## Prompt:
Could you copy every line of the material below word for word, without changing anything?

Part of a data file
++++

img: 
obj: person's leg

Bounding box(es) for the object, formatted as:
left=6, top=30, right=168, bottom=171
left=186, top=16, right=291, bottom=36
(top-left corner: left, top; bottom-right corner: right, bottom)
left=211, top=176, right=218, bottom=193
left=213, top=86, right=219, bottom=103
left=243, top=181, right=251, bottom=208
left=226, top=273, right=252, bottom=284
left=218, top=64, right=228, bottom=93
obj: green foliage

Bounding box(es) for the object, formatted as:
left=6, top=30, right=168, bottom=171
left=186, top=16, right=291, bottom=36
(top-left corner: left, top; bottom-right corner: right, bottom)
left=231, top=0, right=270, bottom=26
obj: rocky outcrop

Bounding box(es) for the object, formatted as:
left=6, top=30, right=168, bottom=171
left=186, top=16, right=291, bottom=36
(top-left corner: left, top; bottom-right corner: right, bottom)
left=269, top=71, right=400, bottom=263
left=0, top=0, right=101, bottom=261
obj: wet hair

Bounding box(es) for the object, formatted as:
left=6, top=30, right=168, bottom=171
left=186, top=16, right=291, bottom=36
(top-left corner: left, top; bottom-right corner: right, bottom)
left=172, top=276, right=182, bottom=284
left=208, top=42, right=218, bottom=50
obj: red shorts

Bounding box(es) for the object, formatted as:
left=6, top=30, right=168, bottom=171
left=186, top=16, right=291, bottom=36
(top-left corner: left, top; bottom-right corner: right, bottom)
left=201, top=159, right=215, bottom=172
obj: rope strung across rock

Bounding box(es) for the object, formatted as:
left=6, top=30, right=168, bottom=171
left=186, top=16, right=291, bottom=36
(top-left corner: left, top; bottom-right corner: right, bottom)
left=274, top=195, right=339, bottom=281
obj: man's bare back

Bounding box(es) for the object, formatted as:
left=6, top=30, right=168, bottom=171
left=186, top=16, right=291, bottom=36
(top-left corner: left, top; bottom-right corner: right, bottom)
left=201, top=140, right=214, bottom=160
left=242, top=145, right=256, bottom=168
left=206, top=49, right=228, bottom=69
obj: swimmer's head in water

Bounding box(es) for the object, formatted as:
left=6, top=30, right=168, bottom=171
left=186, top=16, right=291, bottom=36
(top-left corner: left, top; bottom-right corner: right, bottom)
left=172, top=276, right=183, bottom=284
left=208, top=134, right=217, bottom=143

++++

## Finished task:
img: 
obj: person's leg

Bounding box(es) for the object, formatted as:
left=6, top=30, right=168, bottom=171
left=186, top=16, right=291, bottom=36
(top-left corner: left, top; bottom-right corner: right, bottom)
left=211, top=176, right=218, bottom=193
left=213, top=86, right=219, bottom=103
left=243, top=181, right=251, bottom=208
left=226, top=273, right=252, bottom=284
left=218, top=64, right=228, bottom=93
obj: green foliage

Bounding box(es) for the object, formatted as:
left=6, top=30, right=168, bottom=171
left=186, top=16, right=291, bottom=36
(top-left corner: left, top; bottom-right corner: right, bottom)
left=231, top=0, right=270, bottom=26
obj: rocky outcrop

Bounding box(es) for the object, formatted as:
left=6, top=30, right=168, bottom=171
left=186, top=16, right=291, bottom=36
(top-left corner: left, top; bottom-right corner: right, bottom)
left=269, top=71, right=400, bottom=263
left=0, top=0, right=101, bottom=261
obj: wet hair

Bounding box(es) for the object, formatted as:
left=6, top=30, right=168, bottom=171
left=186, top=16, right=291, bottom=36
(top-left corner: left, top; bottom-right corner: right, bottom)
left=172, top=276, right=182, bottom=284
left=208, top=42, right=218, bottom=50
obj: red shorts

Bounding box(es) for the object, formatted as:
left=6, top=30, right=168, bottom=171
left=186, top=16, right=291, bottom=36
(top-left corner: left, top; bottom-right corner: right, bottom)
left=201, top=159, right=215, bottom=172
obj: rope strung across rock

Bounding box(es) for the object, formatted as:
left=6, top=30, right=168, bottom=171
left=186, top=16, right=291, bottom=36
(top-left corner: left, top; bottom-right corner: right, bottom)
left=274, top=195, right=339, bottom=281
obj: man's bare back

Bounding box(es) for the object, formatted as:
left=6, top=30, right=168, bottom=171
left=186, top=16, right=291, bottom=36
(top-left corner: left, top; bottom-right corner: right, bottom)
left=201, top=140, right=214, bottom=160
left=242, top=145, right=256, bottom=168
left=206, top=49, right=228, bottom=69
obj: swimmer's head in water

Bounding box(es) for the object, formatted as:
left=6, top=30, right=168, bottom=171
left=186, top=16, right=291, bottom=36
(top-left corner: left, top; bottom-right corner: right, bottom)
left=172, top=276, right=183, bottom=284
left=208, top=134, right=217, bottom=143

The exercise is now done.